>>>>

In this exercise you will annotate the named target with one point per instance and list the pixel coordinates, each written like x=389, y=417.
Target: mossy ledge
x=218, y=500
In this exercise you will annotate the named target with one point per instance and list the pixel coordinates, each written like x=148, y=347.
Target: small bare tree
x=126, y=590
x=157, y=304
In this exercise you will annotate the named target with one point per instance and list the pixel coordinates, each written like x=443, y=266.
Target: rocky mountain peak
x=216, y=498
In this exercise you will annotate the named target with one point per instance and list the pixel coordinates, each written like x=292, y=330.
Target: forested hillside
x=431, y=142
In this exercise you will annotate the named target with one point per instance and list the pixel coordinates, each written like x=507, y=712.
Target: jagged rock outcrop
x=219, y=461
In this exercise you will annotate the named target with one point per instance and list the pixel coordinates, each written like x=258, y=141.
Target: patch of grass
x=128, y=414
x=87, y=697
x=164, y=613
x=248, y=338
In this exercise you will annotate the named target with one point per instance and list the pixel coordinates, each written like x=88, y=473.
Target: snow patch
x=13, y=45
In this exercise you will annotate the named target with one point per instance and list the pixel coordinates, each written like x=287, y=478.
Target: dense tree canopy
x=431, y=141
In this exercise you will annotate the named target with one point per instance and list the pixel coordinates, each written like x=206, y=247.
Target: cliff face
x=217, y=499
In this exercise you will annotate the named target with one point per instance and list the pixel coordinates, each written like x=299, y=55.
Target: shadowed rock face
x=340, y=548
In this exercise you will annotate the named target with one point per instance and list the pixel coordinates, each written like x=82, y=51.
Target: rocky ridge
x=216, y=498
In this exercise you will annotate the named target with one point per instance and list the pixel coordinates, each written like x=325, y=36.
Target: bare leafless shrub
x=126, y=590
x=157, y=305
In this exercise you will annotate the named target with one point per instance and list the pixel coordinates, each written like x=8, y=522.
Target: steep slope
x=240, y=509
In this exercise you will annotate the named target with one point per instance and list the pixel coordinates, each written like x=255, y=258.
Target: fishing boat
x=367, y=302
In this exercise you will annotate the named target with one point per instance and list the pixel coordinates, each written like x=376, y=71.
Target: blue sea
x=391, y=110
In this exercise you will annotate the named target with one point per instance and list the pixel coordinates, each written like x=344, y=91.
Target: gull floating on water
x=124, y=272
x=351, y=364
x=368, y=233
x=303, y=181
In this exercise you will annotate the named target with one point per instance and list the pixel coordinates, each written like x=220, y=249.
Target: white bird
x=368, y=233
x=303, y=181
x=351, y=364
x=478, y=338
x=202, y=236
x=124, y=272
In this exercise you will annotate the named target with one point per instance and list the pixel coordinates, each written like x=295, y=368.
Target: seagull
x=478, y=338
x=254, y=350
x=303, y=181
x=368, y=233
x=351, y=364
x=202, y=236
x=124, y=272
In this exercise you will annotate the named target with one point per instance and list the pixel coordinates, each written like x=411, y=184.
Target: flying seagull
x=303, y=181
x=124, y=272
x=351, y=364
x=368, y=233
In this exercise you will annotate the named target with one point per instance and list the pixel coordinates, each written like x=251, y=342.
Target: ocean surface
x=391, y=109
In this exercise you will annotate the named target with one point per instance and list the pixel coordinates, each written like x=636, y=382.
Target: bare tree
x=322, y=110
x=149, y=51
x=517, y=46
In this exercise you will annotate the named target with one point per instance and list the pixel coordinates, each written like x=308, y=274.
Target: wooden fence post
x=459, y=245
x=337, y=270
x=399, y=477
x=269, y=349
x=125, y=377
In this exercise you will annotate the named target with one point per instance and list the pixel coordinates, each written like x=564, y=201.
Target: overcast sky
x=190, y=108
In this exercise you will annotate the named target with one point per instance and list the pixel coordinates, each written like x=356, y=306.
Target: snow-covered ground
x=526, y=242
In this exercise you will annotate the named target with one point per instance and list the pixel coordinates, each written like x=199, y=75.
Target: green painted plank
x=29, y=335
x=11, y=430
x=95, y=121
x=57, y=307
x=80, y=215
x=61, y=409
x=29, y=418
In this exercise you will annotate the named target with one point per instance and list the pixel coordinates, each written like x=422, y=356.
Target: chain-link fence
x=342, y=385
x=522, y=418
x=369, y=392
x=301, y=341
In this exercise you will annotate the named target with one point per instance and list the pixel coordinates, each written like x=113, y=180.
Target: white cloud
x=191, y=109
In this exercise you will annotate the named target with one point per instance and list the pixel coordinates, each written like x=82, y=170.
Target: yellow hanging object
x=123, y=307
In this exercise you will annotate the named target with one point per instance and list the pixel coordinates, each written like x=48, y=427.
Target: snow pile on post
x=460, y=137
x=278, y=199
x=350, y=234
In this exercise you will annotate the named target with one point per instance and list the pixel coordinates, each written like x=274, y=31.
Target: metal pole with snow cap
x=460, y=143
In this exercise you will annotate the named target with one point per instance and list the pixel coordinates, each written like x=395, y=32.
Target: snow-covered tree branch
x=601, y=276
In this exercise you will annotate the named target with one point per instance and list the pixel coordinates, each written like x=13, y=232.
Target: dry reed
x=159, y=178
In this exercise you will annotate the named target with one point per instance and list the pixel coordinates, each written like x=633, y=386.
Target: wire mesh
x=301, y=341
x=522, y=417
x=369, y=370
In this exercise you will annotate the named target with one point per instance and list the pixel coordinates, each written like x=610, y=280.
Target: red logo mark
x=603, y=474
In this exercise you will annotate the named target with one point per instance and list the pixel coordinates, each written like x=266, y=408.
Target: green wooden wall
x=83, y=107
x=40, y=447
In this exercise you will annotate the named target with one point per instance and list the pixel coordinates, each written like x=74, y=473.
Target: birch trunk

<<<<

» Opis zadania:
Ułóż cały powyższy materiał jako tabelę Markdown z kolumnami „Nr” i „Treść”, gdzie każda linijka trafia do osobnego wiersza z kolejnym numerem. Puste linijki pomiń.

» Wynik zadania:
| Nr | Treść |
|---|---|
| 1 | In this exercise you will annotate the named target with one point per instance and list the pixel coordinates, each written like x=389, y=417. |
| 2 | Target: mossy ledge |
| 3 | x=218, y=500 |
| 4 | In this exercise you will annotate the named target with one point per instance and list the pixel coordinates, each written like x=148, y=347. |
| 5 | Target: small bare tree |
| 6 | x=126, y=590 |
| 7 | x=157, y=304 |
| 8 | In this exercise you will annotate the named target with one point per instance and list the pixel coordinates, each written like x=443, y=266. |
| 9 | Target: rocky mountain peak |
| 10 | x=216, y=498 |
| 11 | In this exercise you will annotate the named target with one point per instance and list the pixel coordinates, each written like x=292, y=330. |
| 12 | Target: forested hillside |
| 13 | x=431, y=142 |
| 14 | In this exercise you will annotate the named target with one point per instance and list the pixel coordinates, each written like x=507, y=712. |
| 15 | Target: jagged rock outcrop |
| 16 | x=219, y=461 |
| 17 | In this exercise you will annotate the named target with one point per instance and list the pixel coordinates, each written like x=258, y=141. |
| 18 | Target: patch of grass |
| 19 | x=128, y=414 |
| 20 | x=87, y=697 |
| 21 | x=164, y=613 |
| 22 | x=248, y=338 |
| 23 | In this exercise you will annotate the named target with one point per instance and list the pixel coordinates, each written like x=88, y=473. |
| 24 | Target: snow patch |
| 25 | x=13, y=45 |
| 26 | In this exercise you will annotate the named target with one point per instance and list the pixel coordinates, each written like x=287, y=478. |
| 27 | Target: dense tree canopy |
| 28 | x=431, y=141 |
| 29 | In this exercise you will annotate the named target with one point per instance and list the pixel coordinates, each written like x=206, y=247. |
| 30 | Target: cliff face |
| 31 | x=217, y=499 |
| 32 | In this exercise you will annotate the named target with one point per instance and list the pixel coordinates, each written like x=299, y=55. |
| 33 | Target: shadowed rock face |
| 34 | x=340, y=548 |
| 35 | In this exercise you will annotate the named target with one point per instance and list the pixel coordinates, each written like x=82, y=51. |
| 36 | Target: rocky ridge |
| 37 | x=216, y=498 |
| 38 | In this exercise you will annotate the named target with one point per instance and list the pixel coordinates, each written like x=325, y=36. |
| 39 | Target: bare leafless shrub |
| 40 | x=126, y=590 |
| 41 | x=157, y=305 |
| 42 | In this exercise you will annotate the named target with one point per instance and list the pixel coordinates, each written like x=8, y=522. |
| 43 | Target: steep slope |
| 44 | x=240, y=509 |
| 45 | In this exercise you will annotate the named target with one point per instance and list the pixel coordinates, each written like x=255, y=258. |
| 46 | Target: fishing boat |
| 47 | x=367, y=302 |
| 48 | In this exercise you will annotate the named target with one point per instance and list the pixel coordinates, each written like x=376, y=71. |
| 49 | Target: blue sea |
| 50 | x=391, y=110 |
| 51 | In this exercise you will annotate the named target with one point per instance and list the pixel coordinates, each written like x=344, y=91. |
| 52 | Target: gull floating on water |
| 53 | x=124, y=272 |
| 54 | x=351, y=364 |
| 55 | x=368, y=233 |
| 56 | x=303, y=181 |
| 57 | In this exercise you will annotate the named target with one point per instance and list the pixel coordinates, each written like x=220, y=249. |
| 58 | Target: white bird |
| 59 | x=368, y=233 |
| 60 | x=303, y=181 |
| 61 | x=351, y=364 |
| 62 | x=478, y=338 |
| 63 | x=202, y=236 |
| 64 | x=124, y=272 |
| 65 | In this exercise you will annotate the named target with one point per instance and list the pixel coordinates, each written like x=295, y=368. |
| 66 | Target: seagull |
| 67 | x=478, y=338 |
| 68 | x=254, y=350 |
| 69 | x=303, y=181 |
| 70 | x=368, y=233 |
| 71 | x=351, y=364 |
| 72 | x=202, y=236 |
| 73 | x=124, y=272 |
| 74 | In this exercise you will annotate the named target with one point per instance and list the pixel coordinates, each written like x=411, y=184. |
| 75 | Target: flying seagull |
| 76 | x=303, y=181 |
| 77 | x=124, y=272 |
| 78 | x=351, y=364 |
| 79 | x=368, y=233 |
| 80 | In this exercise you will annotate the named target with one point per instance and list the pixel coordinates, each written like x=251, y=342. |
| 81 | Target: ocean surface |
| 82 | x=391, y=109 |
| 83 | In this exercise you will annotate the named target with one point per instance and list the pixel coordinates, each written like x=636, y=382. |
| 84 | Target: bare tree |
| 85 | x=322, y=110 |
| 86 | x=149, y=51 |
| 87 | x=517, y=46 |
| 88 | In this exercise you will annotate the named target with one point per instance and list the pixel coordinates, each written like x=308, y=274. |
| 89 | Target: wooden fence post |
| 90 | x=459, y=245 |
| 91 | x=337, y=270 |
| 92 | x=399, y=477 |
| 93 | x=269, y=349 |
| 94 | x=125, y=377 |
| 95 | In this exercise you will annotate the named target with one point per instance and list the pixel coordinates, each written like x=564, y=201. |
| 96 | Target: overcast sky |
| 97 | x=190, y=108 |
| 98 | In this exercise you will annotate the named target with one point per instance and list the pixel coordinates, each written like x=356, y=306. |
| 99 | Target: snow-covered ground |
| 100 | x=526, y=242 |
| 101 | In this exercise you will annotate the named target with one point per instance and list the pixel coordinates, each written like x=199, y=75. |
| 102 | Target: green painted plank |
| 103 | x=29, y=335 |
| 104 | x=11, y=430 |
| 105 | x=95, y=121 |
| 106 | x=57, y=307 |
| 107 | x=80, y=215 |
| 108 | x=61, y=409 |
| 109 | x=29, y=418 |
| 110 | In this exercise you will annotate the named target with one point per instance and list the pixel coordinates, each written like x=422, y=356. |
| 111 | Target: chain-link fence |
| 112 | x=342, y=385 |
| 113 | x=522, y=418 |
| 114 | x=369, y=392 |
| 115 | x=301, y=341 |
| 116 | In this exercise you will annotate the named target with one point per instance and list the pixel coordinates, each written like x=113, y=180. |
| 117 | Target: white cloud |
| 118 | x=191, y=109 |
| 119 | In this exercise you will annotate the named target with one point per instance and list the pixel coordinates, each written like x=82, y=170. |
| 120 | Target: yellow hanging object |
| 121 | x=123, y=307 |
| 122 | In this exercise you will annotate the named target with one point per instance and list the pixel coordinates, each written like x=48, y=427. |
| 123 | Target: snow pile on post |
| 124 | x=460, y=137 |
| 125 | x=278, y=199 |
| 126 | x=350, y=234 |
| 127 | In this exercise you will annotate the named target with one point per instance and list the pixel coordinates, each written like x=274, y=31. |
| 128 | Target: metal pole with snow cap |
| 129 | x=460, y=143 |
| 130 | In this exercise you will annotate the named target with one point per instance and list the pixel coordinates, each written like x=395, y=32. |
| 131 | Target: snow-covered tree branch |
| 132 | x=601, y=276 |
| 133 | In this exercise you will annotate the named target with one point per instance and list the pixel coordinates, each written like x=13, y=232. |
| 134 | Target: dry reed |
| 135 | x=159, y=178 |
| 136 | In this exercise you will annotate the named target with one point per instance and list the pixel coordinates, each written like x=633, y=386. |
| 137 | Target: wire mesh |
| 138 | x=301, y=341 |
| 139 | x=522, y=417 |
| 140 | x=369, y=370 |
| 141 | In this exercise you will annotate the named target with one point per instance and list the pixel coordinates, each written like x=610, y=280. |
| 142 | Target: red logo mark |
| 143 | x=603, y=474 |
| 144 | In this exercise you will annotate the named target with one point per instance and list the pixel coordinates, each written like x=266, y=408. |
| 145 | Target: green wooden wall |
| 146 | x=83, y=107 |
| 147 | x=40, y=447 |
| 148 | In this exercise you will annotate the named target with one point per instance and list the pixel coordinates, each written like x=74, y=473. |
| 149 | Target: birch trunk |